Die Kaserne 4515 der ukrainischen Streitkräfte auf der Krim (Foto: Heinz Stephan Tesarek)NERVENKRIEG AUF DER KRIM. Wie eine Gruppe ukrainischer Soldaten mit ihren Frauen und Kindern in einer von Russen belagerten Kasernen ausharrt. Eine Reportage zwischen Hoffnung und Untergang.

Dies ist eine Geschichte der Verzweiflung und des Mutes, der Tapferkeit und der Traurigkeit, der Enttäuschung und der Hoffnung zugleich – und am Ende ist es auch eine Geschichte von roher, verrückter Gewalt. Sie spielt an einem Ort von strategischer Wichtigkeit: der Kaserne 4515, einem der letzten Stützpunkte der ukrainischen Armee auf der Krim. Wer diese Luftwaffenbasis kontrolliert, beherrscht den Luftraum über einer Halbinsel, die bis vor zwei Wochen noch viele in Europa nicht einmal auf der Landkarte fanden. Nun entscheidet sich hier das weitere Schicksal des Kontinents, die Frage, ob wir geradezu in einen Krieg, in das Ende der uns bekannten Nachkriegsordnung taumeln. Denn die Krim, völkerrechtlich ein Teil der Ukraine, gehört in den Augen Wladimir Putins längst wieder zu Russland. Ein Anschluss, der am Sonntag mit einem eilig vorgezogenen Referendum auf der mehrheitlich von Russen besiedelten Halbinsel nur noch formalisiert werden soll.

### AUFGABE A
Um welche Art von Stützpunkt handelt es sich bei der Kaserne 4515 laut der Reportage?

(Einträge zur Umrissbeschriftung)
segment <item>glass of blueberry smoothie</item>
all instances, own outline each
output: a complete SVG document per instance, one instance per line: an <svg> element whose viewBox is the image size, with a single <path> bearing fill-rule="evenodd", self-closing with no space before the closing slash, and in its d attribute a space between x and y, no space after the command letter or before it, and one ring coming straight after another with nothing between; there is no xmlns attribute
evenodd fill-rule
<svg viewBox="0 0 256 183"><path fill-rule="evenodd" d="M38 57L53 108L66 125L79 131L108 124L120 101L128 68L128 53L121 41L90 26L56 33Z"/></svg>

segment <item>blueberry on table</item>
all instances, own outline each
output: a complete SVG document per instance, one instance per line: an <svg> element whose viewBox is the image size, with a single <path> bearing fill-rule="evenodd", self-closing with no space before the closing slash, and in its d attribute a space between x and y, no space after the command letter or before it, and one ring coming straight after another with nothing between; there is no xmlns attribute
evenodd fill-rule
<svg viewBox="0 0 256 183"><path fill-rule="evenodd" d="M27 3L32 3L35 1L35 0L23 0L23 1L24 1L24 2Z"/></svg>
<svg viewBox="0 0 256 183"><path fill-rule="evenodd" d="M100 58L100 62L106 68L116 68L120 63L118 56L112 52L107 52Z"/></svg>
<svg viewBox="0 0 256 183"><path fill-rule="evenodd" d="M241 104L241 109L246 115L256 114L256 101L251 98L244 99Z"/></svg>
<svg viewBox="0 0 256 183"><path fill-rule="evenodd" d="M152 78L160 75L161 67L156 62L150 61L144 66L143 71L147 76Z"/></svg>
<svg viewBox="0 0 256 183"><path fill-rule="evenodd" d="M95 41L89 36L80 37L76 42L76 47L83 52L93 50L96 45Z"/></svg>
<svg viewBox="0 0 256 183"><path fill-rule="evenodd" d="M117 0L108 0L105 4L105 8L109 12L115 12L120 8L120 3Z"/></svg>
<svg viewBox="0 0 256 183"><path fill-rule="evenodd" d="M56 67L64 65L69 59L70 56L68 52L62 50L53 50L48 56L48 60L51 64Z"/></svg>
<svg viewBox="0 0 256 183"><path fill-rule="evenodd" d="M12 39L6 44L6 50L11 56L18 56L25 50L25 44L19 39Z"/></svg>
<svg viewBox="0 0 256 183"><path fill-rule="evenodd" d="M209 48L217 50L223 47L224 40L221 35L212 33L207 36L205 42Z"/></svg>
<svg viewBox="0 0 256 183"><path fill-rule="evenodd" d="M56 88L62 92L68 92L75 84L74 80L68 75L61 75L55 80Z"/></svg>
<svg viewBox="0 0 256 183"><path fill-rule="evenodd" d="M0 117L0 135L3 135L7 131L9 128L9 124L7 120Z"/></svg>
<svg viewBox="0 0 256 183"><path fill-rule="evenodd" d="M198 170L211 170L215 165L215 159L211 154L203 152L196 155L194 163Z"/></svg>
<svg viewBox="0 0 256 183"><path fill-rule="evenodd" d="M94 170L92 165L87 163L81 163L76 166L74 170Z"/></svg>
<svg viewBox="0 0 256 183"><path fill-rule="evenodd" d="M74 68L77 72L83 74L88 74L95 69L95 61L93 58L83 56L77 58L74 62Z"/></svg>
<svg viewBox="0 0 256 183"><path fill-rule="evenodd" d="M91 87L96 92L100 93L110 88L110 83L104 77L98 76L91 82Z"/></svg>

### AUFGABE B
Schreibe alles vom Anfang der Datensätze bis einschließlich der Zeile mit „57L53 108L66 125L79“ als Markdown-Tabelle mit den Spalten Nummer und Zeile um, wobei Leerzeilen entfallen.

### VOLLSTÄNDIGE ANTWORT A
Es handelt sich um eine Luftwaffenbasis.

### VOLLSTÄNDIGE ANTWORT B
| Nummer | Zeile |
|---|---|
| 1 | segment <item>glass of blueberry smoothie</item> |
| 2 | all instances, own outline each |
| 3 | output: a complete SVG document per instance, one instance per line: an <svg> element whose viewBox is the image size, with a single <path> bearing fill-rule="evenodd", self-closing with no space before the closing slash, and in its d attribute a space between x and y, no space after the command letter or before it, and one ring coming straight after another with nothing between; there is no xmlns attribute |
| 4 | evenodd fill-rule |
| 5 | <svg viewBox="0 0 256 183"><path fill-rule="evenodd" d="M38 57L53 108L66 125L79 131L108 124L120 101L128 68L128 53L121 41L90 26L56 33Z"/></svg> |